(Point localization data)
· · ·
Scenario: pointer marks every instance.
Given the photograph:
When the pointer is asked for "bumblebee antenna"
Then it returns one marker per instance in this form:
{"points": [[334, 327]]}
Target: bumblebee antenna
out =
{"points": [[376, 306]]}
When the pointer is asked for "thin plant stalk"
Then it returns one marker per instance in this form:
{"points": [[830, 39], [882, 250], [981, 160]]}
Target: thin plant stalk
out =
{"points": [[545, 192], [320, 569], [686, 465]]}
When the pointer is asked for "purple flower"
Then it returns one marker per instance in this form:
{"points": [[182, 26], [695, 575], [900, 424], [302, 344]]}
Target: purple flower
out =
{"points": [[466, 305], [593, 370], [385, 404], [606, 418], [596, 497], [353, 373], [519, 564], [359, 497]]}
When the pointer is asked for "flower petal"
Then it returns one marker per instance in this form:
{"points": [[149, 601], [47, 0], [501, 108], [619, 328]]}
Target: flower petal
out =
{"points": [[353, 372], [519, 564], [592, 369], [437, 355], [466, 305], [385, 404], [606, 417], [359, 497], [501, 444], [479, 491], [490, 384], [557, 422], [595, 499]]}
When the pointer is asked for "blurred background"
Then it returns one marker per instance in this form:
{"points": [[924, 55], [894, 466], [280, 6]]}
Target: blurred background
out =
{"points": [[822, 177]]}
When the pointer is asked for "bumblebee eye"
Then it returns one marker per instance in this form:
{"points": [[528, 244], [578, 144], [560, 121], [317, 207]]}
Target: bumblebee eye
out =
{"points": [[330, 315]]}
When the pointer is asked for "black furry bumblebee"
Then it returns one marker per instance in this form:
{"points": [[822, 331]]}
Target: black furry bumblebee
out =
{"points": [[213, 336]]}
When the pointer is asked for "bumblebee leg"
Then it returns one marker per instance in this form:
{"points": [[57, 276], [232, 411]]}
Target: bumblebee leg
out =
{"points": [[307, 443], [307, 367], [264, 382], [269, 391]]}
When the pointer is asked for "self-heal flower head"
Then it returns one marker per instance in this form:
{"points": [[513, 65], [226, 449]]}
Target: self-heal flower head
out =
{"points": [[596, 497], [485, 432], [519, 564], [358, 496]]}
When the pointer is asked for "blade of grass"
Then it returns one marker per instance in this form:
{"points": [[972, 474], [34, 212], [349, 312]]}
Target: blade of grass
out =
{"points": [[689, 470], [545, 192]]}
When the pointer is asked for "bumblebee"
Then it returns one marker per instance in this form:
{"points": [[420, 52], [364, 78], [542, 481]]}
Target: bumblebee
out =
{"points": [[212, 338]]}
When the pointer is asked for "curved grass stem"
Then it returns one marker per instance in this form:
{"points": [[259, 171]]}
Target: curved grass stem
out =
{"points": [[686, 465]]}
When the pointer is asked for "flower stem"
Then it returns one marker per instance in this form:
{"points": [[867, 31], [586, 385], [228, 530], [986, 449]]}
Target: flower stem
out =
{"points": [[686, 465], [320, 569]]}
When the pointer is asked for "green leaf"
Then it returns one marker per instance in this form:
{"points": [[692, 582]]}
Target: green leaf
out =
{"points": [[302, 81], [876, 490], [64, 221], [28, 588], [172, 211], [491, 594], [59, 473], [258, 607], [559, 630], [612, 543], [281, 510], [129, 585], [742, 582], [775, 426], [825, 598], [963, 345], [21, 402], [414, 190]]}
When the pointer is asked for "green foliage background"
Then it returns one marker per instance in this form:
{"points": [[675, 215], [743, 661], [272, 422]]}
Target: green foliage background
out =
· · ·
(What the exercise asks) Every record above needs to be restated exactly.

(Final answer)
Scenario: pointer marks every instance.
Given the photograph:
When the pointer is asked for "bumblebee antenna"
Then it returns one marker per instance in this form:
{"points": [[334, 327]]}
Target: bumblebee antenna
out =
{"points": [[376, 306]]}
When the pointer is asked for "thin plant stalk"
Then it returns one marker per instance in this form:
{"points": [[830, 39], [882, 250], [981, 160]]}
Target: thin plant stalk
out =
{"points": [[545, 192], [320, 569], [686, 465]]}
When the pointer is asked for "purple flower"
Then it returns one marker per instance in this form:
{"points": [[182, 26], [695, 575], [900, 424], [302, 344]]}
Target: purple flower
out =
{"points": [[466, 305], [593, 370], [385, 404], [606, 418], [596, 497], [353, 373], [519, 564], [359, 497]]}
When the pointer is asked for "flower petal"
Then it returns one marker per instance in this form:
{"points": [[149, 601], [47, 0], [501, 108], [619, 328]]}
Target: flower petal
out =
{"points": [[353, 372], [519, 564], [592, 369], [437, 355], [466, 305], [385, 404], [606, 417], [359, 497], [501, 444], [479, 491], [490, 384], [557, 422], [595, 499]]}
When the pointer is asked for "blurred background"
Then it returns one marker per instance in this form:
{"points": [[924, 55], [894, 466], [280, 6]]}
Target: blurred background
out =
{"points": [[822, 177]]}
When the pointer is asked for "bumblebee eye"
Then it returns one marker per instance in this form:
{"points": [[528, 244], [578, 144], [560, 121], [317, 207]]}
Target: bumblebee eye
out =
{"points": [[330, 315]]}
When the pointer is asked for "black furry bumblebee"
Then it returns one marker per instance in this form:
{"points": [[822, 331]]}
Target: black furry bumblebee
out =
{"points": [[213, 336]]}
When the pointer is asked for "bumblebee leg"
Then it returns one marker per instance in this form:
{"points": [[57, 276], [232, 411]]}
Target: bumblebee leg
out =
{"points": [[307, 443], [307, 367], [264, 382], [269, 391]]}
When the pointer is asked for "self-heal flower head"
Then it returns one marker per instance in this form:
{"points": [[513, 65], [226, 449]]}
Target: self-heal flower head
out =
{"points": [[596, 497], [485, 432], [519, 564], [358, 496]]}
When the pointer is asked for "blade of grass"
Then it returns one marker per instance in this form:
{"points": [[972, 474], [34, 212], [349, 312]]}
Target: blade of grass
out =
{"points": [[689, 470], [545, 192]]}
When the pointer is asked for "bumblebee"
Then it returns one marker per instance in this form:
{"points": [[420, 52], [364, 78], [542, 481]]}
Target: bumblebee
out =
{"points": [[212, 338]]}
When the pointer is asked for "curved grass stem"
Then it returns one marker per instance in this form:
{"points": [[259, 171]]}
Target: curved grass stem
out =
{"points": [[686, 465]]}
When the pointer is asked for "flower stem"
Then it returns one marker per instance in this form:
{"points": [[867, 31], [586, 385], [228, 530], [986, 449]]}
Target: flower stem
out =
{"points": [[686, 465], [320, 569]]}
When the pointer is asked for "green leaf"
Then it returns one marker per instance in this form:
{"points": [[692, 582]]}
Target: green leaf
out =
{"points": [[302, 81], [876, 490], [64, 221], [28, 588], [172, 211], [491, 594], [59, 473], [258, 607], [559, 630], [612, 543], [281, 510], [129, 585], [742, 582], [775, 426], [825, 598], [963, 345], [21, 402], [414, 190]]}
When the pointer is asked for "green foliage background"
Then it returns one marker per instance in this form:
{"points": [[675, 215], [743, 661], [272, 422]]}
Target: green foliage background
out =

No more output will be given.